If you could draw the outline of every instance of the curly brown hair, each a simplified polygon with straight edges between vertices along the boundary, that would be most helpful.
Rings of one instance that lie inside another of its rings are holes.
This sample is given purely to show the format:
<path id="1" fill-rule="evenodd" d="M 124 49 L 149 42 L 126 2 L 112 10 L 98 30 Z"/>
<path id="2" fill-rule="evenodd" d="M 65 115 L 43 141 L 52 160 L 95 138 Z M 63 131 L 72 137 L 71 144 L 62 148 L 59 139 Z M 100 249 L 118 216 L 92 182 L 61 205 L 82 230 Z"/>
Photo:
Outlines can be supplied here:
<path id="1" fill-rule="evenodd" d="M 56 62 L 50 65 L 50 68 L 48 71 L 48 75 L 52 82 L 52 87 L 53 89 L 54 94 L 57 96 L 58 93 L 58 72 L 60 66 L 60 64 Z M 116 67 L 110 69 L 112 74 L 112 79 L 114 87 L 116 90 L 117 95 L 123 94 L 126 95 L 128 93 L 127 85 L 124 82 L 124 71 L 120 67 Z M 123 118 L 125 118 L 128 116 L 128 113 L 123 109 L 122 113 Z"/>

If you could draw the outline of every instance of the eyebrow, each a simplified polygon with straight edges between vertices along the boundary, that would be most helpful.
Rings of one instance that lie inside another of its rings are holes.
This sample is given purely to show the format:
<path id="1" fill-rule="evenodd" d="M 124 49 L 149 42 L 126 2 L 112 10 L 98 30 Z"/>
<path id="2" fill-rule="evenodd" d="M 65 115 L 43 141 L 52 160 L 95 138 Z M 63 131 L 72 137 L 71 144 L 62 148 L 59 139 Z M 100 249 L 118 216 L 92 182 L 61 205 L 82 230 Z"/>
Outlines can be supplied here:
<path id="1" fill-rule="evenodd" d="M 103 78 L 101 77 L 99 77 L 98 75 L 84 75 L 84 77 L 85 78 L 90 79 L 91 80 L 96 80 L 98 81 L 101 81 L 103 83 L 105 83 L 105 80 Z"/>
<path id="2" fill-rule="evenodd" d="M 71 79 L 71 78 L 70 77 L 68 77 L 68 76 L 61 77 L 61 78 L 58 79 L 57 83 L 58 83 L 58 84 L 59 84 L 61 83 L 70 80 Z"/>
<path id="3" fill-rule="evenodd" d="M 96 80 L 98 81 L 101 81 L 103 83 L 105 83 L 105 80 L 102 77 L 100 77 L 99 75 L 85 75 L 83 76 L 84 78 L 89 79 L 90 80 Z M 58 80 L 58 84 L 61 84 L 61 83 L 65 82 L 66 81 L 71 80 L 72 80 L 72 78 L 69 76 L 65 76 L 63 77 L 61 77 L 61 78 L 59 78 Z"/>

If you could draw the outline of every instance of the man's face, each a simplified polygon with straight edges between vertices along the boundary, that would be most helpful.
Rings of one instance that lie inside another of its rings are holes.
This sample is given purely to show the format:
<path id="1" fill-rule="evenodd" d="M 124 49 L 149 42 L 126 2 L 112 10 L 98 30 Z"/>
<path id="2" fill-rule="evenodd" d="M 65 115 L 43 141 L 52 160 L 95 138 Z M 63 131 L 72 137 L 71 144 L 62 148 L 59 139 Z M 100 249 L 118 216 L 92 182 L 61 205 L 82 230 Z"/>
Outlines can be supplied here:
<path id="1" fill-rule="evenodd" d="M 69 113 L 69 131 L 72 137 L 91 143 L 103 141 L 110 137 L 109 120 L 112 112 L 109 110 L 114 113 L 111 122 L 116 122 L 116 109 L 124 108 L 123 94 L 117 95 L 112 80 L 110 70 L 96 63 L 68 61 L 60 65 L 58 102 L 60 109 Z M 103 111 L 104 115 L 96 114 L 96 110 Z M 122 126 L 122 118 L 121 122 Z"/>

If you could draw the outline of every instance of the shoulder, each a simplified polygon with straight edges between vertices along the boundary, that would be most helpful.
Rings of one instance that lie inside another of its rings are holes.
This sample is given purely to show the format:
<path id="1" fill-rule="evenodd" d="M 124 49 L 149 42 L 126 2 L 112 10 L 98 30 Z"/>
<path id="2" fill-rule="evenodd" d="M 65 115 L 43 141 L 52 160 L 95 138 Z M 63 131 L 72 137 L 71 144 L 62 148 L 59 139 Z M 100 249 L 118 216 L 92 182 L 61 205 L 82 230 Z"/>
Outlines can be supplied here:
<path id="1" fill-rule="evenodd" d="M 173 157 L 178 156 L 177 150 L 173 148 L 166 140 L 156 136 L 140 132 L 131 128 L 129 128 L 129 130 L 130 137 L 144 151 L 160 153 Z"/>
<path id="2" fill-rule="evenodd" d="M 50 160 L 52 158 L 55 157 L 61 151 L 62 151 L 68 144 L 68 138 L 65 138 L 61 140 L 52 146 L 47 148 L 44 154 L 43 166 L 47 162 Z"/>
|---|
Reproduce all of the material above line for line, with no changes.

• _Answer for this exercise_:
If you could draw the outline of every instance of the curly brown hair, each a simplified polygon with straight edges between vertices along the boundary, that would be most helpful.
Rings of one instance that lie inside another of its rings are holes.
This sample is given purely to show the format:
<path id="1" fill-rule="evenodd" d="M 124 49 L 149 42 L 126 2 L 112 10 L 98 30 Z"/>
<path id="2" fill-rule="evenodd" d="M 65 115 L 43 141 L 52 160 L 95 138 Z M 63 131 L 72 137 L 71 144 L 62 148 L 59 139 Z M 100 249 L 118 216 L 92 182 L 61 205 L 82 230 Z"/>
Photo:
Outlines can be supplied here:
<path id="1" fill-rule="evenodd" d="M 56 62 L 50 65 L 50 68 L 48 71 L 48 75 L 52 82 L 52 87 L 53 89 L 54 94 L 57 96 L 58 93 L 58 72 L 60 66 L 60 64 Z M 116 67 L 110 69 L 112 74 L 112 79 L 114 87 L 116 90 L 117 95 L 123 94 L 126 95 L 128 93 L 127 85 L 124 82 L 124 71 L 120 67 Z M 123 118 L 125 118 L 128 116 L 128 113 L 123 109 L 122 113 Z"/>

If you could draw the outline of every instance of the eyebrow, each a simplified polygon with straight edges between vertices along the boundary, that would be most helpful.
Rings of one instance that lie inside another of its rings are holes.
This sample is given purely to show the format:
<path id="1" fill-rule="evenodd" d="M 124 49 L 149 42 L 126 2 L 112 10 L 98 30 Z"/>
<path id="2" fill-rule="evenodd" d="M 65 115 L 43 141 L 52 160 L 95 138 Z M 63 131 L 72 137 L 71 144 L 62 148 L 59 139 Z M 100 249 L 118 216 L 92 182 L 61 205 L 82 230 Z"/>
Outlines can be supplied here:
<path id="1" fill-rule="evenodd" d="M 103 78 L 101 77 L 99 77 L 98 75 L 84 75 L 84 77 L 85 78 L 90 79 L 91 80 L 96 80 L 98 81 L 101 81 L 103 83 L 105 83 L 105 80 Z"/>
<path id="2" fill-rule="evenodd" d="M 71 79 L 71 78 L 70 77 L 68 77 L 68 76 L 61 77 L 61 78 L 58 79 L 57 83 L 58 83 L 58 84 L 59 84 L 61 83 L 70 80 Z"/>
<path id="3" fill-rule="evenodd" d="M 96 80 L 98 81 L 101 81 L 103 83 L 105 83 L 105 80 L 102 77 L 100 77 L 99 75 L 85 75 L 83 76 L 84 78 L 89 79 L 90 80 Z M 58 80 L 58 84 L 61 84 L 61 83 L 65 82 L 66 81 L 71 80 L 72 80 L 72 78 L 69 76 L 65 76 L 63 77 L 61 77 L 61 78 L 59 78 Z"/>

If you could draw the outline of every instance of the man's face, each a simplified polygon with straight edges between vertices along the boundary, that would be most helpful.
Rings of one instance that lie inside another of its rings are holes.
This sample is given purely to show the format:
<path id="1" fill-rule="evenodd" d="M 124 49 L 149 42 L 126 2 L 112 10 L 98 30 Z"/>
<path id="2" fill-rule="evenodd" d="M 65 115 L 43 141 L 52 160 L 95 138 Z M 63 131 L 72 137 L 71 144 L 62 148 L 59 139 Z M 100 249 L 118 216 L 92 182 L 61 205 L 82 230 Z"/>
Outlines can be supplied here:
<path id="1" fill-rule="evenodd" d="M 69 113 L 69 131 L 72 137 L 91 143 L 103 141 L 110 137 L 109 120 L 112 112 L 109 110 L 114 113 L 111 122 L 116 122 L 116 109 L 124 108 L 123 94 L 117 95 L 112 80 L 110 70 L 96 63 L 68 61 L 60 65 L 58 102 L 60 109 Z M 103 111 L 104 115 L 96 114 L 96 110 Z M 122 126 L 122 118 L 121 122 Z"/>

If you could draw the outline of every instance of the shoulder, each a simplified polygon with straight edges between vertices along the boundary, that would be most helpful.
Rings of one instance that lie inside another of its rings are holes.
This sample is given purely to show the format:
<path id="1" fill-rule="evenodd" d="M 124 49 L 149 42 L 126 2 L 112 10 L 98 30 Z"/>
<path id="2" fill-rule="evenodd" d="M 65 115 L 43 141 L 52 160 L 95 138 Z M 63 131 L 72 137 L 71 144 L 62 148 L 59 139 Z M 100 249 L 118 216 L 92 182 L 61 205 L 82 230 Z"/>
Outlines can be supplied here:
<path id="1" fill-rule="evenodd" d="M 173 157 L 178 156 L 177 150 L 173 148 L 166 140 L 156 136 L 140 132 L 131 128 L 129 128 L 129 130 L 130 137 L 144 151 L 160 153 Z"/>
<path id="2" fill-rule="evenodd" d="M 50 160 L 52 158 L 55 157 L 61 151 L 62 151 L 68 144 L 68 138 L 65 138 L 61 140 L 52 146 L 47 148 L 44 154 L 43 166 L 47 162 Z"/>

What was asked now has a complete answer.